• _Source text_:
Jan Rajnoch (born 30 September 1981) is a Czech former professional footballer who played as a centre-back or defensive midfielder.

Club career 
Rajnoch's career started at AC Sparta Prague's youth academy, playing with prominent Czech talents Tomáš Hübschman and Tomáš Jun. However, he never made an appearance for the senior team. After spells at Bohemians Praha and 1. FC Slovácko he joined Czech Gambrinus liga outfit FK Mladá Boleslav in September 2006. Here he quickly established himself as a key player and became an integral part of the team, playing an important role in their UEFA Cup campaign wins against Olympique de Marseille and Palermo. In the 2007–08 season, he was made captain.

Switch to Germany 
On 7 January 2009, Rajnoch made a loan move to German side FC Energie Cottbus where he played out the rest of the season making 10 appearances in the Bundesliga. However Cottbus could not avoid relegation and Rajnoch returned to Boleslav.

• _Requirements_:
1) Duplicate the part of the Jan Rajnoch text between "Club career" and "was made captain.", inclusive.
2) In the Jan Rajnoch text, which German club did he join on loan on 7 January 2009?
3) Give a two-sentence summary of the Jan Rajnoch text.

• _Dataset content_:

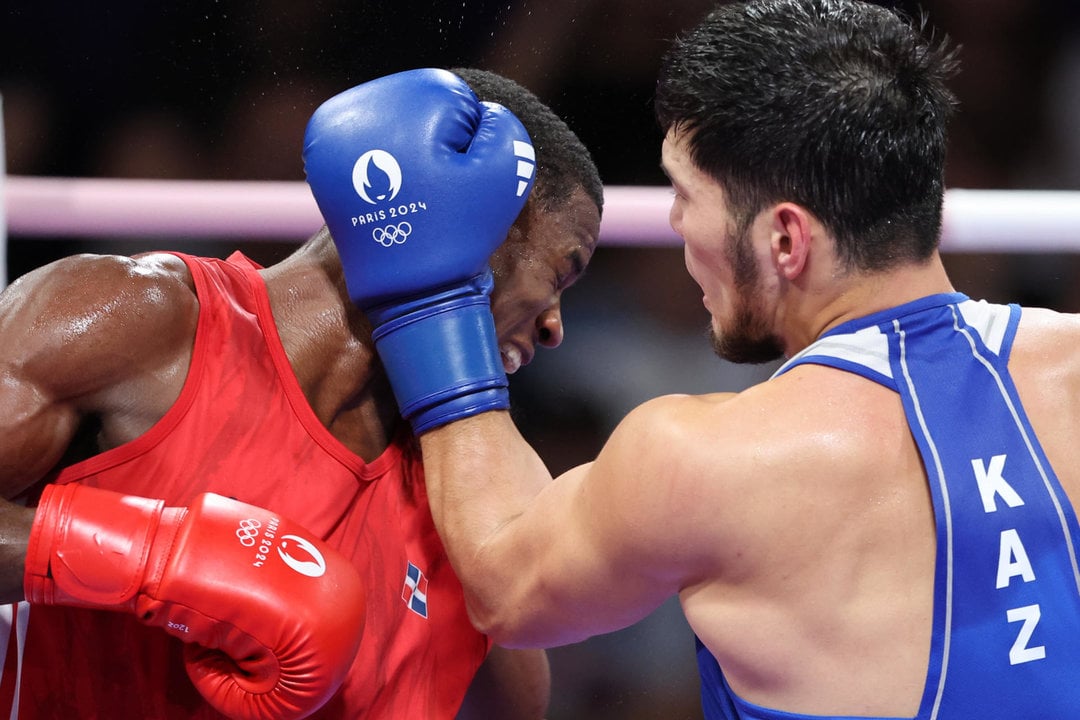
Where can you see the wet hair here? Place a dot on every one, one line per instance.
(563, 161)
(837, 105)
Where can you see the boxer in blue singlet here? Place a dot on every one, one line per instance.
(1007, 592)
(885, 528)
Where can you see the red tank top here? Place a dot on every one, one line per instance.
(242, 428)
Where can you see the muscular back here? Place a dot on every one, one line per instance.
(822, 601)
(96, 350)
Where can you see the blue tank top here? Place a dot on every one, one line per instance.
(1007, 591)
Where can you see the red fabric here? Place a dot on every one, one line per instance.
(242, 428)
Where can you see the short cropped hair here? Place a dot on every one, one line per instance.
(837, 105)
(563, 161)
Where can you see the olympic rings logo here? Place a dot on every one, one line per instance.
(247, 531)
(392, 234)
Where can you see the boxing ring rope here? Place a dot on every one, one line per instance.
(974, 220)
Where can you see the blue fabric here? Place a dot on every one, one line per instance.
(1007, 597)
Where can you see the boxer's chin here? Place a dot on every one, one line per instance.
(511, 358)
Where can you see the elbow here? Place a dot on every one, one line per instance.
(501, 623)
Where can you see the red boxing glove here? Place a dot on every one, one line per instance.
(272, 615)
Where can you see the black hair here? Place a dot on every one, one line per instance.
(837, 105)
(563, 161)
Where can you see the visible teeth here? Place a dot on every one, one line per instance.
(511, 358)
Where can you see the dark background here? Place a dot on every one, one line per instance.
(223, 91)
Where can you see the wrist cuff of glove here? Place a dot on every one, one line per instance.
(443, 362)
(89, 547)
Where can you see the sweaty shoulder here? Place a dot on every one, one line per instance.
(82, 324)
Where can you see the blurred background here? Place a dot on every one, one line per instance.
(221, 90)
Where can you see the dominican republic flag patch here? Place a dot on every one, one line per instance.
(415, 592)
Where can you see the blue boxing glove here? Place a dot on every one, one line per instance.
(419, 182)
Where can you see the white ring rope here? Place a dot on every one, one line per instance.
(975, 220)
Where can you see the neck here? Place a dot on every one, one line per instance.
(329, 348)
(863, 294)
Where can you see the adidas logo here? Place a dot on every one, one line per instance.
(526, 165)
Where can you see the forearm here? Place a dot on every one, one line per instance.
(482, 478)
(15, 522)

• _Answers for the tasks_:
1)
Club career 
Rajnoch's career started at AC Sparta Prague's youth academy, playing with prominent Czech talents Tomáš Hübschman and Tomáš Jun. However, he never made an appearance for the senior team. After spells at Bohemians Praha and 1. FC Slovácko he joined Czech Gambrinus liga outfit FK Mladá Boleslav in September 2006. Here he quickly established himself as a key player and became an integral part of the team, playing an important role in their UEFA Cup campaign wins against Olympique de Marseille and Palermo. In the 2007–08 season, he was made captain.

2) FC Energie Cottbus

3) Jan Rajnoch is a Czech former footballer who came through Sparta Prague's youth academy, played for Bohemians Praha and 1. FC Slovácko, and then became a key player and later captain at FK Mladá Boleslav. In January 2009 he went on loan to FC Energie Cottbus in the Bundesliga, making 10 appearances, but returned to Boleslav after Cottbus were relegated.